## Text passage

Steve O’Keefe does indeed appear for a pre-lunch over now, but it won’t be the last of the session. Rahul nudges a single to cover and knock me down with a feather, but Mukund drops his glove as he runs through for it, eking out a bit of time in the process. Then he pulls away from the final delivery as well. It doesn’t work. O’Keefe is through his six deliveries in a flash, so Lyon will have one more over.

5.56am GMT

8th over: India 34-0 (Rahul 17, Mukund 15)

Hmm, there was a little more to the Starc-Mukund conversation at the end of the last over, though it was a one-way street. Starc was unloading on the Indian opener. I wonder what Ian Healy will think. Lyon continues to left-handed Mukund, and he’s getting a decent amount of spin in this over, coming around the wicket and fizzing it past the outside edge. In a moment of madness, Mukund leaves the last, which goes on with the flight and misses the off stump by a matter of inches. Mukund chuckles, but that wasn’t his finest moment.

5.54am GMT

7th over: India 33-0 (Rahul 16, Mukund 15)

Steve Smith might have been tempted to give Steve O’Keefe an over here but sticks with Starc. The Indian openers continue to take brisk singles, which has been an obvious ploy to set a tone early in their innings. So far it’s working. Mukund can’t cash in on a wild and wooly short one from Starc, which he attacks with a full-blooded hook shot but misses. Brilliantly, he does latch on to another, top-edging it rather unconvincingly but picking up a six in the process. Starc laughs because crying wouldn’t inspire confidence.

5.48am GMT

6th over: India 25-0 (Rahul 15, Mukund 8)

Spin time now as Nathan Lyon wanders in to replace Josh Hazlewood. That seems sensible to me. Something needed to change, and he’s worth a go before lunch. He’s also on a hat-trick after taking wickets with his final two deliveries of the first innings. Mukund keeps the first one out with a solid forward defence, and when he’s on the back foot he’s offering a dead straight bat. Without a diving stop from Warner at point, Mukund also might have picked off a boundary from a half-tracker but contents himself with a single. Not much turn for Lyon in his first over.

Related: Former Australia cricketer Ian Healy ‘losing respect’ for Virat Kohli

5.44am GMT

5th over: India 24-0 (Rahul 15, Mukund 7)

We’ll have 15 minutes more play before lunch, which probably means three overs after this one from Starc. He comes around the wicket to Rahul but both he and his partner are handling things comfortably at the moment. They might not want to go off the way the early momentum has gone in their favour.

5.39am GMT

4th over: India 20-0 (Rahul 12, Mukund 6)

Remember half an hour ago when I floated a theory about India being bowled out for 75? Funny thing: I was hacked. The IT boffins tell me the security breach has since been fixed. Speaking of remedies, Josh Hazlewood seems to have reined his line in a decent amount now, and this is much tidier in his second over. A single to Rahul is the only damage and there’s a quarter of a LBW shout against Mukund from the final delivery. Not out.

5.35am GMT

3rd over: India 19-0 (Rahul 11, Mukund 6)

## Given information
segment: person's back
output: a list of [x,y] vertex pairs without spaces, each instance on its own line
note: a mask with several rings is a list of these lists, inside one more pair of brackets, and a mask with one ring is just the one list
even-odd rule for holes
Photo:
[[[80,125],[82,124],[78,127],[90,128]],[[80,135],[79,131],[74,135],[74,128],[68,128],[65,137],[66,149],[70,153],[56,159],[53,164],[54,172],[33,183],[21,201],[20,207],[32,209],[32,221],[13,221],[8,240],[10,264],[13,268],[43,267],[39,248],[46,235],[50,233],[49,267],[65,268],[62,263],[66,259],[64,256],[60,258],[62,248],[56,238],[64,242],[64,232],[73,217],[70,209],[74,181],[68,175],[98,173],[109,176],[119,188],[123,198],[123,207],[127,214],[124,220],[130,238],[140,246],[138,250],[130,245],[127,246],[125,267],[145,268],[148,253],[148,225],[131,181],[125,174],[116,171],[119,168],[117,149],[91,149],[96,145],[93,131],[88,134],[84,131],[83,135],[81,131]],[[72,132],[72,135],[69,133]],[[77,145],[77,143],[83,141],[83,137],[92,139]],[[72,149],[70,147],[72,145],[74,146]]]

## Problems
1. Answer these questions from the match commentary.
(a) Which bowler did Nathan Lyon replace?
(b) How did Mukund get his six off Starc in the 7th over?
(c) What was India's score after the 8th over?
2. Carry the match commentary on from the point where it stops.

## Answers to each task
1.
(a) Josh Hazlewood.
(b) He top-edged a short ball from Starc, rather unconvincingly.
(c) India were 34-0.

2.
Rahul is making himself a little vulnerable in one sense; Starc’s extra pace means he’s not opting to bat outside his crease as per the approach of the Australians, thus he’s a greater liability to be trapped in front by Starc’s yorker. Still, the big left-armer has to nail one for that to be a problem. At the moment he’s taking the Ishant approach and pitching it a yawning distance outside off stump.

5.29am GMT

2nd over: India 14-0 (Rahul 11, Mukund 2)

Matthew Wade is grimacing already, and you can’t really blame him. Hazlewood steams in with a wide one and as well as taking off at right angles towards the cordon, it bounces a couple of times before Wade has to stop it. I hope he’s wearing a mouthguard. The next ball takes off like the pitch is the WACA circa 1975. Rahul continues his bright start by clipping a compact and effective straight drive to the fence when Halzwood over-pitches. This is a dreadful start by Australia’s opening bowlers. Both have bowled six entirely different deliveries. Line and length would do the job here. Even Mukund gets a couple.

5.24am GMT

1st over: India 7-0 (Rahul 6, Mukund 0)

We’re away in India’s second innings, and facing up to start with is Lokesh Rahul, the only major contributor of the first innings. He immediately clips Starc down to fine leg for a single. Less settled in this line-up is Abhinav Mukund, who hasn’t played a Test in six years and looks a bit rusty when he fences outside off stump to Starc first up. The Aussie laughs, then literally licks his lips.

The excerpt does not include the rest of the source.